#### [Written request]
Copy out the lines word for word, starting at the line containing "mark the tree -- a dot per instance" and running through the last line, both included.

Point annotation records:

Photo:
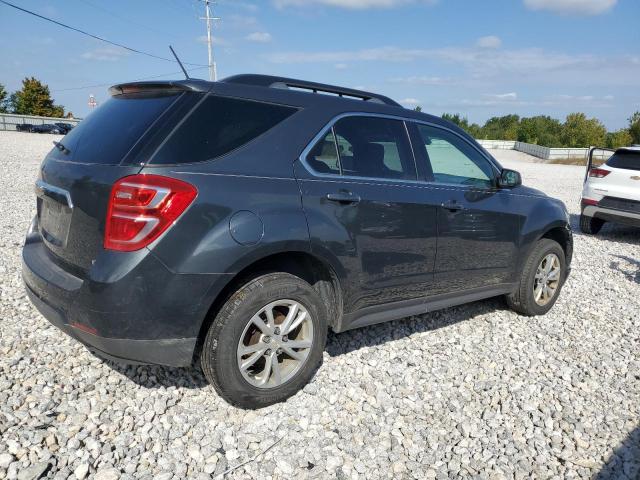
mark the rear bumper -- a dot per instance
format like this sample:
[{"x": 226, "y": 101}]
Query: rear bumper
[
  {"x": 177, "y": 352},
  {"x": 612, "y": 215},
  {"x": 145, "y": 315}
]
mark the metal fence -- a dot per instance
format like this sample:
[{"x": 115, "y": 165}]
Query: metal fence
[
  {"x": 545, "y": 153},
  {"x": 8, "y": 121}
]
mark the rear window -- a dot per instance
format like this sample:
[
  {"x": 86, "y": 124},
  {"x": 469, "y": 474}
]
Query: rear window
[
  {"x": 109, "y": 132},
  {"x": 625, "y": 159},
  {"x": 218, "y": 126}
]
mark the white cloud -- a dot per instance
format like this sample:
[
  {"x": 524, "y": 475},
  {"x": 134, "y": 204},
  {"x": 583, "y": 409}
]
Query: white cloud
[
  {"x": 350, "y": 4},
  {"x": 501, "y": 96},
  {"x": 490, "y": 41},
  {"x": 259, "y": 37},
  {"x": 423, "y": 80},
  {"x": 568, "y": 7},
  {"x": 480, "y": 64},
  {"x": 108, "y": 54}
]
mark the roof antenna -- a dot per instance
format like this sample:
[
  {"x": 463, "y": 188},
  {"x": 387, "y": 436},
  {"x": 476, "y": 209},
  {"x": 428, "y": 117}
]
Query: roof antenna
[{"x": 179, "y": 62}]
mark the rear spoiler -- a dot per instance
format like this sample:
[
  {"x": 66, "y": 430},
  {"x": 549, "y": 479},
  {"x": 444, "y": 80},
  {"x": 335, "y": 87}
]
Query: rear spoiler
[{"x": 161, "y": 86}]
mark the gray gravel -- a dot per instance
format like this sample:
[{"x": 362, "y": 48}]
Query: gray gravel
[{"x": 472, "y": 391}]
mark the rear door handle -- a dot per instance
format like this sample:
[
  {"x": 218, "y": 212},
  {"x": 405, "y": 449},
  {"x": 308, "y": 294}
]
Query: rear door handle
[
  {"x": 452, "y": 206},
  {"x": 343, "y": 197}
]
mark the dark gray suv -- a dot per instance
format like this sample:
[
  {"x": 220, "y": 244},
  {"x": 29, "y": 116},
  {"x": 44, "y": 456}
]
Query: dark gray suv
[{"x": 235, "y": 222}]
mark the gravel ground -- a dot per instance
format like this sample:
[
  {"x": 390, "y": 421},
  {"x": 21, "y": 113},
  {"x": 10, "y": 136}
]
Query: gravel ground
[{"x": 472, "y": 391}]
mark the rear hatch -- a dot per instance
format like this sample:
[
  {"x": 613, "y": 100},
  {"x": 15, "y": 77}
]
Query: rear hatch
[
  {"x": 618, "y": 177},
  {"x": 77, "y": 175}
]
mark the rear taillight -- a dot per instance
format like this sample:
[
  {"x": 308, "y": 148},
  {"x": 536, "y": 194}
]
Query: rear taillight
[
  {"x": 599, "y": 172},
  {"x": 141, "y": 207}
]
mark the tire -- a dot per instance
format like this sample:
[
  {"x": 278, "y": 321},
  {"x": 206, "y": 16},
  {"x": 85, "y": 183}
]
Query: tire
[
  {"x": 590, "y": 225},
  {"x": 523, "y": 299},
  {"x": 220, "y": 358}
]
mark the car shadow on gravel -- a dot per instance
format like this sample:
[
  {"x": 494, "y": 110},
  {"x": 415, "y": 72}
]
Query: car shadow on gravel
[
  {"x": 626, "y": 267},
  {"x": 610, "y": 231},
  {"x": 345, "y": 342},
  {"x": 158, "y": 376},
  {"x": 624, "y": 462}
]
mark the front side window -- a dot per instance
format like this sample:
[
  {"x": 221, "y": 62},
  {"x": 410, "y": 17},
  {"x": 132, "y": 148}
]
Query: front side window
[{"x": 453, "y": 160}]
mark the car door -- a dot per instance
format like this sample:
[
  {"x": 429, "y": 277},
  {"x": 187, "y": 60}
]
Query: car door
[
  {"x": 478, "y": 226},
  {"x": 365, "y": 212}
]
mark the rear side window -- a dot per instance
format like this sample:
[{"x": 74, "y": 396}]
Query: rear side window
[
  {"x": 374, "y": 147},
  {"x": 323, "y": 157},
  {"x": 218, "y": 126},
  {"x": 109, "y": 132},
  {"x": 625, "y": 159}
]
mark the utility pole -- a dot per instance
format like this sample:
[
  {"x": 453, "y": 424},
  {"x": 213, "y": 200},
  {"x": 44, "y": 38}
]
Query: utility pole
[{"x": 213, "y": 74}]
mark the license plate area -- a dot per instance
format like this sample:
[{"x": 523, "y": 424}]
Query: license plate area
[{"x": 54, "y": 219}]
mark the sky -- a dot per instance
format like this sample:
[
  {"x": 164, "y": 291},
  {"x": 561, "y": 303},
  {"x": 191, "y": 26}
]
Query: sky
[{"x": 478, "y": 58}]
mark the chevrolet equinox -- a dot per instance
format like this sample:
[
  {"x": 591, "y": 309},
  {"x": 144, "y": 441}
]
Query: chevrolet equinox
[{"x": 234, "y": 222}]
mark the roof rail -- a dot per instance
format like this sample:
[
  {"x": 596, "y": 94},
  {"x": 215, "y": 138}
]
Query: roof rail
[{"x": 271, "y": 81}]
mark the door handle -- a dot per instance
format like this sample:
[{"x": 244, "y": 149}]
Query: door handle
[
  {"x": 452, "y": 206},
  {"x": 343, "y": 197}
]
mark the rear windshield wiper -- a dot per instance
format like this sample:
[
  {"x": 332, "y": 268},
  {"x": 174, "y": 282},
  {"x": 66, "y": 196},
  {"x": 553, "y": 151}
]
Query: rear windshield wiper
[{"x": 62, "y": 148}]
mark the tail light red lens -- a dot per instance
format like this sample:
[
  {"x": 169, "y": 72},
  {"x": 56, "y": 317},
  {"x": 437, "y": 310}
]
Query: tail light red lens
[
  {"x": 141, "y": 207},
  {"x": 599, "y": 172}
]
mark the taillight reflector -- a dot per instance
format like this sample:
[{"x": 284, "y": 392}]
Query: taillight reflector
[
  {"x": 141, "y": 207},
  {"x": 599, "y": 172}
]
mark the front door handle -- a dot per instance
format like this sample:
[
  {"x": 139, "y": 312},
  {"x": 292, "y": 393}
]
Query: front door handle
[
  {"x": 452, "y": 206},
  {"x": 343, "y": 197}
]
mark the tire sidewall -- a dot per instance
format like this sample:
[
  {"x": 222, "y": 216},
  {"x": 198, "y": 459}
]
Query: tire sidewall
[
  {"x": 244, "y": 305},
  {"x": 546, "y": 247}
]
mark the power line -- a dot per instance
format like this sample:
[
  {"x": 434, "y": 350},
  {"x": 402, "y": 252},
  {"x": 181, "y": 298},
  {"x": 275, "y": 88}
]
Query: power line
[
  {"x": 92, "y": 35},
  {"x": 135, "y": 80}
]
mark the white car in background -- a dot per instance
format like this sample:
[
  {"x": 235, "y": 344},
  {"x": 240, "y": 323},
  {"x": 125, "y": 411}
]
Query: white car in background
[{"x": 611, "y": 192}]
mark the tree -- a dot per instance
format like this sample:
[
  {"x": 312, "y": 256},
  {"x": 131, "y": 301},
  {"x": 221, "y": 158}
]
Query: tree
[
  {"x": 35, "y": 99},
  {"x": 501, "y": 128},
  {"x": 580, "y": 131},
  {"x": 634, "y": 127},
  {"x": 540, "y": 130},
  {"x": 456, "y": 119},
  {"x": 621, "y": 138},
  {"x": 4, "y": 102}
]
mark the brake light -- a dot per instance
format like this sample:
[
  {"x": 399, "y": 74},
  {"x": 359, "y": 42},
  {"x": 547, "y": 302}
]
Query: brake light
[
  {"x": 599, "y": 172},
  {"x": 141, "y": 207}
]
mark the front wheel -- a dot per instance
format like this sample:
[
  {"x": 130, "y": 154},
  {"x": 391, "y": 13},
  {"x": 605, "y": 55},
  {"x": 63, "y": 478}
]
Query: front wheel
[
  {"x": 266, "y": 342},
  {"x": 541, "y": 281}
]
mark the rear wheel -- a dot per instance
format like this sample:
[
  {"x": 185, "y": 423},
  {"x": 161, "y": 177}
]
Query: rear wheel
[
  {"x": 590, "y": 225},
  {"x": 542, "y": 278},
  {"x": 266, "y": 342}
]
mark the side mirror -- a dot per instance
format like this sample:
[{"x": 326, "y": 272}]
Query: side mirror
[{"x": 509, "y": 179}]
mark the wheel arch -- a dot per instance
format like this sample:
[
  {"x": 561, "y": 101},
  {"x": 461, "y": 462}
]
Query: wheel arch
[{"x": 314, "y": 270}]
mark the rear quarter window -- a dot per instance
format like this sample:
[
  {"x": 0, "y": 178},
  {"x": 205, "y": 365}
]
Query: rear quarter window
[
  {"x": 625, "y": 159},
  {"x": 218, "y": 126},
  {"x": 108, "y": 133}
]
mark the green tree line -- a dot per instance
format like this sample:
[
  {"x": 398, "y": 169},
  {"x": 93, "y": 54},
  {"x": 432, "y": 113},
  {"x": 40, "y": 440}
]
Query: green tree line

#### [Response]
mark the tree -- a dot per instance
format like this sample:
[
  {"x": 312, "y": 256},
  {"x": 131, "y": 301},
  {"x": 221, "y": 158}
]
Query: tree
[
  {"x": 35, "y": 99},
  {"x": 501, "y": 128},
  {"x": 580, "y": 131},
  {"x": 634, "y": 127},
  {"x": 540, "y": 130},
  {"x": 456, "y": 119},
  {"x": 621, "y": 138},
  {"x": 4, "y": 102}
]
mark the brake light -- a dot per instance
format like this sample:
[
  {"x": 399, "y": 74},
  {"x": 359, "y": 42},
  {"x": 547, "y": 302}
]
Query: brake light
[
  {"x": 599, "y": 172},
  {"x": 141, "y": 207}
]
mark the front wheel -- a dot per instance
format like this sample:
[
  {"x": 130, "y": 154},
  {"x": 391, "y": 13},
  {"x": 605, "y": 55},
  {"x": 63, "y": 478}
]
Query: front wheel
[
  {"x": 266, "y": 342},
  {"x": 541, "y": 281}
]
mark the rear wheel -- a dot per instance
format like this sample:
[
  {"x": 185, "y": 423},
  {"x": 161, "y": 177}
]
Query: rear wheel
[
  {"x": 590, "y": 225},
  {"x": 542, "y": 278},
  {"x": 266, "y": 342}
]
mark the side mirror -- a dot per instance
format like this sample:
[{"x": 326, "y": 272}]
Query: side mirror
[{"x": 509, "y": 179}]
mark the wheel arch -- a dot per instance
format like this sample:
[
  {"x": 561, "y": 101},
  {"x": 461, "y": 462}
]
Query: wheel arch
[{"x": 314, "y": 270}]
mark the rear quarter window -- a dot per instance
format like this sample:
[
  {"x": 0, "y": 178},
  {"x": 205, "y": 365}
]
Query: rear quarter window
[
  {"x": 625, "y": 159},
  {"x": 218, "y": 126},
  {"x": 108, "y": 133}
]
mark the green tree line -- a dot per instance
format like this sample:
[
  {"x": 398, "y": 169},
  {"x": 93, "y": 54},
  {"x": 432, "y": 113},
  {"x": 40, "y": 440}
]
Query: green tree line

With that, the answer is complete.